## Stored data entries
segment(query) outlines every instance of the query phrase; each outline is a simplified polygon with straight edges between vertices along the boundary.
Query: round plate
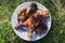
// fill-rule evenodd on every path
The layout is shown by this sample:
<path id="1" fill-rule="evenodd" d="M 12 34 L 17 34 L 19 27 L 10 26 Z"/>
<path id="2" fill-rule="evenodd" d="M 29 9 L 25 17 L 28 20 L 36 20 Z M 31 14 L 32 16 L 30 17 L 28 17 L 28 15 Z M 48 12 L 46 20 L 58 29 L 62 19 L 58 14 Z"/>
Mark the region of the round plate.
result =
<path id="1" fill-rule="evenodd" d="M 26 40 L 26 41 L 37 41 L 37 40 L 39 40 L 39 39 L 41 39 L 41 38 L 44 38 L 44 37 L 47 35 L 47 33 L 49 32 L 50 27 L 51 27 L 51 15 L 50 15 L 50 17 L 47 19 L 48 30 L 47 30 L 44 33 L 40 34 L 40 35 L 34 32 L 31 39 L 29 39 L 29 38 L 27 37 L 28 29 L 27 29 L 26 27 L 23 27 L 24 29 L 20 29 L 20 30 L 16 30 L 16 29 L 14 28 L 14 27 L 18 24 L 18 22 L 17 22 L 17 11 L 18 11 L 20 9 L 22 9 L 22 8 L 28 8 L 28 6 L 30 5 L 30 3 L 37 3 L 38 9 L 40 9 L 40 10 L 43 10 L 43 11 L 44 11 L 44 10 L 48 10 L 46 6 L 43 6 L 42 4 L 40 4 L 40 3 L 38 3 L 38 2 L 25 2 L 25 3 L 22 3 L 21 5 L 18 5 L 18 6 L 16 8 L 16 10 L 15 10 L 14 13 L 13 13 L 13 16 L 12 16 L 12 27 L 13 27 L 13 29 L 14 29 L 14 32 L 15 32 L 21 39 Z"/>

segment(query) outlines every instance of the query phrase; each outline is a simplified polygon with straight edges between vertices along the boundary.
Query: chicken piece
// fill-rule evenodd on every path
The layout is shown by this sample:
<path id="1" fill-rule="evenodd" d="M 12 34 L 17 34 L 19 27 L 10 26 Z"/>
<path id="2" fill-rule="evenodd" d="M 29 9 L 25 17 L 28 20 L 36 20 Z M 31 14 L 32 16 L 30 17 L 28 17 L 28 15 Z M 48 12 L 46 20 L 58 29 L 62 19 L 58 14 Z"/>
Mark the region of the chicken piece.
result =
<path id="1" fill-rule="evenodd" d="M 47 26 L 42 25 L 42 24 L 39 24 L 37 27 L 36 27 L 36 33 L 37 34 L 42 34 L 43 32 L 46 32 L 47 30 Z"/>

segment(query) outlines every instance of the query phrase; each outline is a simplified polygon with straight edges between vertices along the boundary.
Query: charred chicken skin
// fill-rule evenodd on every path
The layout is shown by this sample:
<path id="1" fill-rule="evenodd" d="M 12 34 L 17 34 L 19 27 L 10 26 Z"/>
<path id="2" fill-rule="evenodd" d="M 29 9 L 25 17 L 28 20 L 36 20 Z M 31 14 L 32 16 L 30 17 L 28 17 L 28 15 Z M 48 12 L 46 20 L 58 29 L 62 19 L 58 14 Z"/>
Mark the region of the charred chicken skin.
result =
<path id="1" fill-rule="evenodd" d="M 22 29 L 28 27 L 28 37 L 32 37 L 32 32 L 41 34 L 47 30 L 46 20 L 49 17 L 49 11 L 41 11 L 37 9 L 37 5 L 30 4 L 29 9 L 22 10 L 17 15 L 18 20 L 23 20 L 22 24 L 17 24 L 15 29 Z M 34 9 L 32 9 L 34 8 Z M 23 16 L 24 15 L 24 16 Z"/>

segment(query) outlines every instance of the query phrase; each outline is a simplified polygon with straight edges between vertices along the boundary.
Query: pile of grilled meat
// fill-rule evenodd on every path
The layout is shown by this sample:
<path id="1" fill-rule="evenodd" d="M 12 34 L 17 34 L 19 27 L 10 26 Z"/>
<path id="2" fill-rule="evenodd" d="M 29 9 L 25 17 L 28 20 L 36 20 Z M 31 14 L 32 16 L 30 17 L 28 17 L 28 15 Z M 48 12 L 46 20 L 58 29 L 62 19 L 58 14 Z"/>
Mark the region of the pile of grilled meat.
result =
<path id="1" fill-rule="evenodd" d="M 28 37 L 31 38 L 34 31 L 37 34 L 42 34 L 47 29 L 46 20 L 50 17 L 48 10 L 39 10 L 36 3 L 31 3 L 29 8 L 21 9 L 17 13 L 18 23 L 15 29 L 28 27 Z"/>

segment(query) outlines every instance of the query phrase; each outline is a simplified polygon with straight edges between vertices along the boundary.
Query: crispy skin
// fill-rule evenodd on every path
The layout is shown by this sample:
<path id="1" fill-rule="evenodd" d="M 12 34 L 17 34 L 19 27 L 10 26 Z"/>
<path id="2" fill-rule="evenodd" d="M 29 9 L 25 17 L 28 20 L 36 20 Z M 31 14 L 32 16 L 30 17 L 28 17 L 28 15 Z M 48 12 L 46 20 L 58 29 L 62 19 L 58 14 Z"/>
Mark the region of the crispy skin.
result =
<path id="1" fill-rule="evenodd" d="M 49 11 L 38 10 L 36 4 L 31 4 L 28 9 L 22 9 L 18 13 L 17 19 L 22 20 L 22 24 L 18 24 L 15 29 L 28 27 L 29 38 L 31 38 L 34 31 L 41 34 L 47 29 L 46 20 L 48 17 Z"/>

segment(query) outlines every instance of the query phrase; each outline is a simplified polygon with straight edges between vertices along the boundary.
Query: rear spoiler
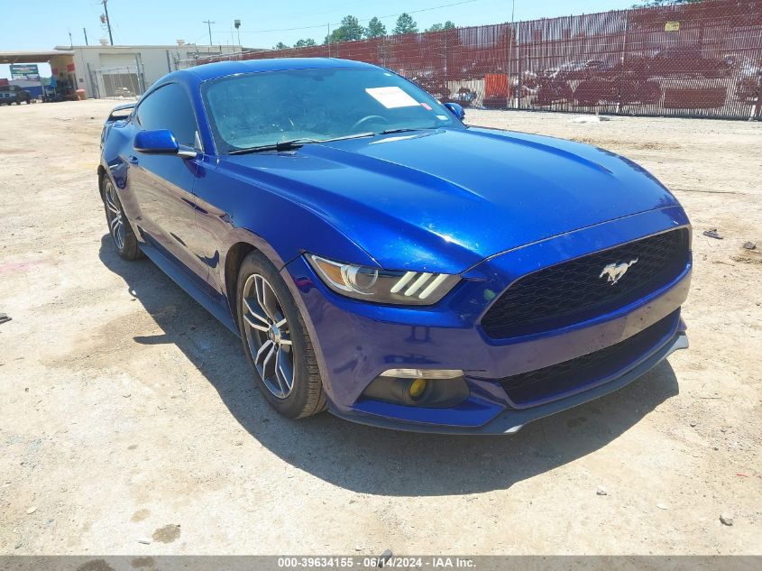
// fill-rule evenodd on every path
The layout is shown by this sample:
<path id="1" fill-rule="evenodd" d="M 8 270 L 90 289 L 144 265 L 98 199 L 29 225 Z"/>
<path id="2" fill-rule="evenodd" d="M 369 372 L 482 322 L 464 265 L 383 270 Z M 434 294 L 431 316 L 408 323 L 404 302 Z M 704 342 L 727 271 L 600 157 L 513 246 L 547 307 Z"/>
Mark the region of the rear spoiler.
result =
<path id="1" fill-rule="evenodd" d="M 122 121 L 124 119 L 126 119 L 133 113 L 133 109 L 135 108 L 135 103 L 125 103 L 124 105 L 120 105 L 116 107 L 114 107 L 111 110 L 111 113 L 108 115 L 108 119 L 106 119 L 106 122 L 114 123 L 115 121 Z"/>

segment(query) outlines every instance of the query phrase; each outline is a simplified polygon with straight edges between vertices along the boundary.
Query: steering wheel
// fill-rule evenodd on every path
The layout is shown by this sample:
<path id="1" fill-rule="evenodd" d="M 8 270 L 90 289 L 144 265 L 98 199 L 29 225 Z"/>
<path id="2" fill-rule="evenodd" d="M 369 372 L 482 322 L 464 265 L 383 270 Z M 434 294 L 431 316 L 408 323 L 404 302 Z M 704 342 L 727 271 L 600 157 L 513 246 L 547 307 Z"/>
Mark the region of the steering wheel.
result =
<path id="1" fill-rule="evenodd" d="M 360 127 L 360 125 L 362 125 L 363 124 L 367 123 L 369 121 L 372 121 L 374 119 L 379 119 L 381 121 L 383 121 L 386 124 L 389 124 L 389 119 L 387 119 L 386 117 L 382 117 L 380 115 L 365 115 L 362 119 L 359 119 L 358 121 L 355 121 L 354 124 L 353 124 L 352 127 L 350 127 L 349 130 L 350 131 L 356 131 Z"/>

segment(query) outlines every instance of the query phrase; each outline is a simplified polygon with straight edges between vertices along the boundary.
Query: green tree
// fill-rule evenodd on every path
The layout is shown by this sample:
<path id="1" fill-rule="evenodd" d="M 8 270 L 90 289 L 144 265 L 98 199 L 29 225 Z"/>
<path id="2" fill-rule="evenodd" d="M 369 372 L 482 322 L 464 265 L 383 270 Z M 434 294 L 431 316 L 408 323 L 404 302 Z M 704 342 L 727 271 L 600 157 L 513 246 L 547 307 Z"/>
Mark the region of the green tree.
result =
<path id="1" fill-rule="evenodd" d="M 447 20 L 445 23 L 432 23 L 431 26 L 427 28 L 427 32 L 442 32 L 442 30 L 454 30 L 455 24 L 452 22 Z"/>
<path id="2" fill-rule="evenodd" d="M 397 18 L 397 24 L 394 26 L 394 30 L 391 31 L 391 33 L 394 35 L 400 33 L 416 33 L 418 31 L 418 24 L 416 23 L 415 20 L 413 20 L 413 16 L 405 12 L 400 14 L 399 17 Z"/>
<path id="3" fill-rule="evenodd" d="M 345 41 L 362 40 L 363 34 L 365 32 L 354 16 L 344 16 L 342 18 L 340 27 L 344 28 L 344 35 L 346 38 Z"/>
<path id="4" fill-rule="evenodd" d="M 386 35 L 386 26 L 376 17 L 371 18 L 368 27 L 365 28 L 366 38 L 381 38 Z"/>
<path id="5" fill-rule="evenodd" d="M 341 41 L 352 41 L 362 40 L 365 30 L 360 25 L 360 22 L 354 16 L 349 15 L 342 18 L 341 25 L 326 36 L 323 43 L 339 43 Z"/>

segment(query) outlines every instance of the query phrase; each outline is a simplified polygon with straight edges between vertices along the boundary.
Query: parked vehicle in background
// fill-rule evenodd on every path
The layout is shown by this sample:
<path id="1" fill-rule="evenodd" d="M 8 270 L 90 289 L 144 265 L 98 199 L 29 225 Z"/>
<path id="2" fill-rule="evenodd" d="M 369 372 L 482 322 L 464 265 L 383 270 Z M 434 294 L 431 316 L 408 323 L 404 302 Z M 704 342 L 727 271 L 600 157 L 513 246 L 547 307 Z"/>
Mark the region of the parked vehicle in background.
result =
<path id="1" fill-rule="evenodd" d="M 18 86 L 0 86 L 0 105 L 29 103 L 32 94 Z"/>
<path id="2" fill-rule="evenodd" d="M 510 434 L 687 347 L 669 190 L 464 115 L 359 61 L 176 71 L 106 123 L 108 232 L 240 336 L 292 419 Z"/>
<path id="3" fill-rule="evenodd" d="M 704 78 L 726 78 L 735 64 L 735 58 L 722 60 L 707 58 L 701 48 L 678 46 L 657 51 L 649 64 L 649 72 L 655 76 L 700 75 Z"/>

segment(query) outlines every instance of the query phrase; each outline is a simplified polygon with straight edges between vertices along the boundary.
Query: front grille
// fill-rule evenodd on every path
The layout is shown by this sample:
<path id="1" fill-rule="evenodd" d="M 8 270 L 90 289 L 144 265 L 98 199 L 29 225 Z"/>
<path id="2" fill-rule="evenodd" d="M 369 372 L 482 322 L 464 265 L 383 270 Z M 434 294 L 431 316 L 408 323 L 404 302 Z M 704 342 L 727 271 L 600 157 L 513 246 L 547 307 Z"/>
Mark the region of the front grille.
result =
<path id="1" fill-rule="evenodd" d="M 616 345 L 548 367 L 505 377 L 500 379 L 500 383 L 517 408 L 536 406 L 590 388 L 660 346 L 665 337 L 674 332 L 678 311 Z"/>
<path id="2" fill-rule="evenodd" d="M 638 260 L 611 284 L 603 268 Z M 688 261 L 684 228 L 544 268 L 515 281 L 482 318 L 493 339 L 538 333 L 618 309 L 674 280 Z"/>

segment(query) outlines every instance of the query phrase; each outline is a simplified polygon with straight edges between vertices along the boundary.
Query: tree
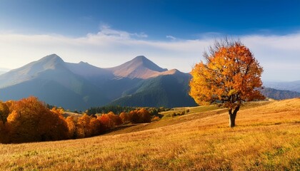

## Goal
List every line in the records above that contains the word "meat".

## Result of this task
Query: pile of grilled meat
Mark the region of the pile of grilled meat.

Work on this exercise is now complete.